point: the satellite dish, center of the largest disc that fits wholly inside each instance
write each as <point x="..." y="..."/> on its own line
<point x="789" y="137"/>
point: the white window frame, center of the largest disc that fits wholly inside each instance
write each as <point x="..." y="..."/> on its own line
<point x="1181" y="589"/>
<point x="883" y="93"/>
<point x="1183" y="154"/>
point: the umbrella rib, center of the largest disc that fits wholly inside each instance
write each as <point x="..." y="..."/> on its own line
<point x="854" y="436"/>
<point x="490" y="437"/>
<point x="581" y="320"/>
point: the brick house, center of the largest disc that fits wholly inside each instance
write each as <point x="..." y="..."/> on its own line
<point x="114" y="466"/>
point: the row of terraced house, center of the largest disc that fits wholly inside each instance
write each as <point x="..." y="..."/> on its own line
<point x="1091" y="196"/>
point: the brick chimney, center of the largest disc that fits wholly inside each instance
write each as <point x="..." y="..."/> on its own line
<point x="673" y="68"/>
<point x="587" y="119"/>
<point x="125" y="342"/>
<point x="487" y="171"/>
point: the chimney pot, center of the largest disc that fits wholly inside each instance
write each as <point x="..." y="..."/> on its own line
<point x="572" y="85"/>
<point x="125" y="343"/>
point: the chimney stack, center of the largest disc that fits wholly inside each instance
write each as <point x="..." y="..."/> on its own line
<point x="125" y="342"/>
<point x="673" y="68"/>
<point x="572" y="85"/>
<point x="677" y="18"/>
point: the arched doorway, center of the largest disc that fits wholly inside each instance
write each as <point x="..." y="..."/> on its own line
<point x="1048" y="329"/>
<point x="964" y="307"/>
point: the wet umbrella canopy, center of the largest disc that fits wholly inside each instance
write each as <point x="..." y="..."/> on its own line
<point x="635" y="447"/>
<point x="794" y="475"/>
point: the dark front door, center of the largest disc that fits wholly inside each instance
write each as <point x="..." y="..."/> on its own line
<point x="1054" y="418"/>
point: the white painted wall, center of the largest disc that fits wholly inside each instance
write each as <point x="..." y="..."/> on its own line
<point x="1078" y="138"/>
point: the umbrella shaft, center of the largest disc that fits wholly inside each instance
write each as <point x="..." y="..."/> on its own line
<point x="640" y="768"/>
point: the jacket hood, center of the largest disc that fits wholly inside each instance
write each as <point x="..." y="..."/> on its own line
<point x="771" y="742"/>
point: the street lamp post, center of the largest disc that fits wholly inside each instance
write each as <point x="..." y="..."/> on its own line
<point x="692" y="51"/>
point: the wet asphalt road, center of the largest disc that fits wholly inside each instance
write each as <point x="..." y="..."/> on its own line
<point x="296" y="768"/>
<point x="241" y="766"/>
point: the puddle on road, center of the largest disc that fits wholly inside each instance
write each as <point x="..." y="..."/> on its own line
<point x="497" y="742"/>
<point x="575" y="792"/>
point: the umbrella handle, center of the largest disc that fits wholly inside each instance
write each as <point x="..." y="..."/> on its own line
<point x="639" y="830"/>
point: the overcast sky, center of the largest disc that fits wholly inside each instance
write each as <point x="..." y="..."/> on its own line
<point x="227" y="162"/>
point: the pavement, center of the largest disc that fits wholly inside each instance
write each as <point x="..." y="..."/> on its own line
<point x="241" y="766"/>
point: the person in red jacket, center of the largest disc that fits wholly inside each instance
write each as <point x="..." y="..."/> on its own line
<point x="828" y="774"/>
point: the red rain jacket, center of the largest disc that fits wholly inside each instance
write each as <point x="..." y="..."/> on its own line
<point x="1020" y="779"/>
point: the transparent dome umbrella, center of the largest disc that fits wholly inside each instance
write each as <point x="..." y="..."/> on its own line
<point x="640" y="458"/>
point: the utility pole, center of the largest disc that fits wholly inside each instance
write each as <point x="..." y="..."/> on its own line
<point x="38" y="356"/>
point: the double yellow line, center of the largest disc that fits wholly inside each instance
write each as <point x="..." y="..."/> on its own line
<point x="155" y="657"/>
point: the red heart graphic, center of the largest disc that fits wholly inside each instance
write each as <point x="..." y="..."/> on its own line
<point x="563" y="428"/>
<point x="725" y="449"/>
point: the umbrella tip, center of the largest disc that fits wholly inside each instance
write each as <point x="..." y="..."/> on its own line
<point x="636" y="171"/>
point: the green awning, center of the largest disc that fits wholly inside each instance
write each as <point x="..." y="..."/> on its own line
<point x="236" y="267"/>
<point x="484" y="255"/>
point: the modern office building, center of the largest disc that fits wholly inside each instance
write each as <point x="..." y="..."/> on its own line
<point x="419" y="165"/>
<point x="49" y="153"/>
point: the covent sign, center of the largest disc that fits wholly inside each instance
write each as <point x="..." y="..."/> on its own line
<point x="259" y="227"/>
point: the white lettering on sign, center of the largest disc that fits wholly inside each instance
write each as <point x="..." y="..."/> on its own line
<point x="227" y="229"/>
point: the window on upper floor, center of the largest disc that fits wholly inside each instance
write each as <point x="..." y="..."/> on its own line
——————————
## Stated exercise
Please copy the lines of the records exactly, starting with the line that contains "point: the covent" and going on through the end of the records.

## Answer for the task
point: the covent sign, center of the largest disc that fits wholly inside each instance
write each as <point x="..." y="..."/> on its own line
<point x="259" y="227"/>
point: the white lettering on sign, center of the largest disc that fits wholly inside each instance
write each as <point x="..." y="..."/> on its own line
<point x="227" y="229"/>
point: the window on upper floor, center of the largest disc that fits wholly inside each instance
write each as <point x="..." y="..."/> on its own line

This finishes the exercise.